[[ Source document, beginning ]]

By Ross Uehara-Tilton
Federal and State Tax Extensions and Other Relief
On March 21, 2020, the IRS issued Notice 2020-18 (superseding Notice 2020-17), which extends the due date for filing and payment of 2019 federal income taxes to July 15, 2020. This extension applies to most taxpayers, including individuals, trusts and estates, and businesses. The extension does not apply to other tax types, such as payroll tax withholdings for businesses, and also does not apply to other tax years (i.e., returns and payments that were already delinquent will still be considered delinquent). It also does not apply to estimated tax payments that were otherwise due for tax year 2019. The extension is automatic, and taxpayers do not need to file a written request for the extension.
On March 25, 2020, the IRS announced the People First Initiative, which suspends certain collection actions, such as tax liens and garnishments, through at least July 15, 2020. The Initiative also suspends payment requirements under existing payment plans through the same date.
On March 23, 2020, the Hawaii Department of Taxation issued Tax Announcement No. 2020-01, which provides similar extensions for Hawaii State income taxes. The extension applies to returns and payments that were otherwise due between April 20, 2020 and June 20, 2020, and extends the deadline to July 20, 2020. The State extension is also automatic, and taxpayers do not need to file a written request for the extension.
Tax Credits for Businesses in the Families First Coronavirus Response Act
On March 18, 2020, the President signed the Families First Coronavirus Response Act (“Act”), which includes various tax credits for businesses:
- Employee Retention Tax Credit — To encourage employers to maintain payroll, eligible employers can claim the Employee Retention Tax Credit (ERTC). The ERTC is a refundable credit against certain employment taxes of up to 50% of certain qualified wages up to $10,000 (equaling a total credit value of up to $5,000) per employee.

[[ Source document, end ]]

About this task: According to the tax relief article, why can eligible employers claim the Employee Retention Tax Credit, and how is the maximum credit of $5,000 per employee reached? Answer in one to three sentences. The records play no role in this exercise.

[[ Dataset content, beginning ]]

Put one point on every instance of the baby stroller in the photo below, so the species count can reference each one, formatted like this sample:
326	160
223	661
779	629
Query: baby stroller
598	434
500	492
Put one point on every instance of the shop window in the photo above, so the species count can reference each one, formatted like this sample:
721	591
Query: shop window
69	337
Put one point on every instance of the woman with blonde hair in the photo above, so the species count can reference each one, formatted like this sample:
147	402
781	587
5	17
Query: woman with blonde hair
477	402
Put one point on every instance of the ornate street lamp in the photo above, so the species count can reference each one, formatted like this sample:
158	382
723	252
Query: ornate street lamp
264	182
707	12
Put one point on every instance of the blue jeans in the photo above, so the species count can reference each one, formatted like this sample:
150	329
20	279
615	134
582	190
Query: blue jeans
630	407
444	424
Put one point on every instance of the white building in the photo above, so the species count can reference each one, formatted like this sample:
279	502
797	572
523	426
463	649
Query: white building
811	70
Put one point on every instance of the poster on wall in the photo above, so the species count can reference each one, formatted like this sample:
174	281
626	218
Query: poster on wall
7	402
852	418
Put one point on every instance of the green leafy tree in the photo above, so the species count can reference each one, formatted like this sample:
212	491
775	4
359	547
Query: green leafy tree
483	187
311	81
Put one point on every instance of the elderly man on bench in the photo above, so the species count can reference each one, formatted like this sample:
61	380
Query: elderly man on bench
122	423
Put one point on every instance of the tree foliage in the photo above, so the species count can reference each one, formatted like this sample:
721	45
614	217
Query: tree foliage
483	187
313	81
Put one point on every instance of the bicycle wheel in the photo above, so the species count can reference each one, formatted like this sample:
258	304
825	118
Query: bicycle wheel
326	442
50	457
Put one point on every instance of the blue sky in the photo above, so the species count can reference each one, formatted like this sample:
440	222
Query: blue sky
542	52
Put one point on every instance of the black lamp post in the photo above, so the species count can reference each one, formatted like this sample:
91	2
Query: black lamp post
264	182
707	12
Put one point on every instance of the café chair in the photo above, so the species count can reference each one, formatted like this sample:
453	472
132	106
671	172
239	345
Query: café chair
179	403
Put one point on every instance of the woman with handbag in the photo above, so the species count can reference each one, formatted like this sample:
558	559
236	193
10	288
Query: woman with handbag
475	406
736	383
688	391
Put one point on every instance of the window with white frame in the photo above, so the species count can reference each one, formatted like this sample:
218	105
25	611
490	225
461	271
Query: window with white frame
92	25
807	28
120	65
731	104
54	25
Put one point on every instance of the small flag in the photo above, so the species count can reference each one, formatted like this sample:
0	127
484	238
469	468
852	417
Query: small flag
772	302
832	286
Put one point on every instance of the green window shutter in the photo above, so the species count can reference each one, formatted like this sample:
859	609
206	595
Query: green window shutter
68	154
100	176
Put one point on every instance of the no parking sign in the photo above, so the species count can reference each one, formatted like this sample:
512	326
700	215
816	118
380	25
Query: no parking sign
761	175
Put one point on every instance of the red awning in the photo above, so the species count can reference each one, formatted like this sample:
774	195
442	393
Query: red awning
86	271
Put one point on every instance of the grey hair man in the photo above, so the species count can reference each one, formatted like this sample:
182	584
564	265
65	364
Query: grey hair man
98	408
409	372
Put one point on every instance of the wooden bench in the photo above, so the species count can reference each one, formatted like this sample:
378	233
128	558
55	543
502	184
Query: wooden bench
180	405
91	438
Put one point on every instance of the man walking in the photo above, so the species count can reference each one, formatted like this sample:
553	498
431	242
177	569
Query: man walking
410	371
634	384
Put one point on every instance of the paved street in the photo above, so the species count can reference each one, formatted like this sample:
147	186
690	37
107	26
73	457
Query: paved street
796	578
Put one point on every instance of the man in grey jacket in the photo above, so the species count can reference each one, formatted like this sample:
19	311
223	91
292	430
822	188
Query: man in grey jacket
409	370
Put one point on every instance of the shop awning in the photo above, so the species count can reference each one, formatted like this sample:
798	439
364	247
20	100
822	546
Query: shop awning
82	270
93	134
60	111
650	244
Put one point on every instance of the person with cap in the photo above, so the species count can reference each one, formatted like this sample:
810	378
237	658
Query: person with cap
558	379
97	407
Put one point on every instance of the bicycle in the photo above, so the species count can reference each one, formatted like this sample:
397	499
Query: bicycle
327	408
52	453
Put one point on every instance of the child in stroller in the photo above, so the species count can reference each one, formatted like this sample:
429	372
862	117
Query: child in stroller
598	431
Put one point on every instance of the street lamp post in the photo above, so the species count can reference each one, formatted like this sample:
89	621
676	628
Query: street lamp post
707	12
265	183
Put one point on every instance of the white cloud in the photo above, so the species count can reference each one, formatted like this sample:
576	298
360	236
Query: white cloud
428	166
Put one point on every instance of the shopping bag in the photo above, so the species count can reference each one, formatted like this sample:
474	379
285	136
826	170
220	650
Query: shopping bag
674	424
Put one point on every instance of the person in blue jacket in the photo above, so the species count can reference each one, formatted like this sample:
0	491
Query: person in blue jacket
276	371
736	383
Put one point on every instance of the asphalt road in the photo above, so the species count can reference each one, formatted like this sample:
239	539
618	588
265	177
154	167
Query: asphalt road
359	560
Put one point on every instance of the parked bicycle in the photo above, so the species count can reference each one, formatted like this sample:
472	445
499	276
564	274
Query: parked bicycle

[[ Dataset content, end ]]

Response: Eligible employers can claim the Employee Retention Tax Credit to encourage them to maintain payroll. The refundable credit covers up to 50% of certain qualified wages, capped at $10,000 per employee, so the credit can reach at most $5,000 per employee.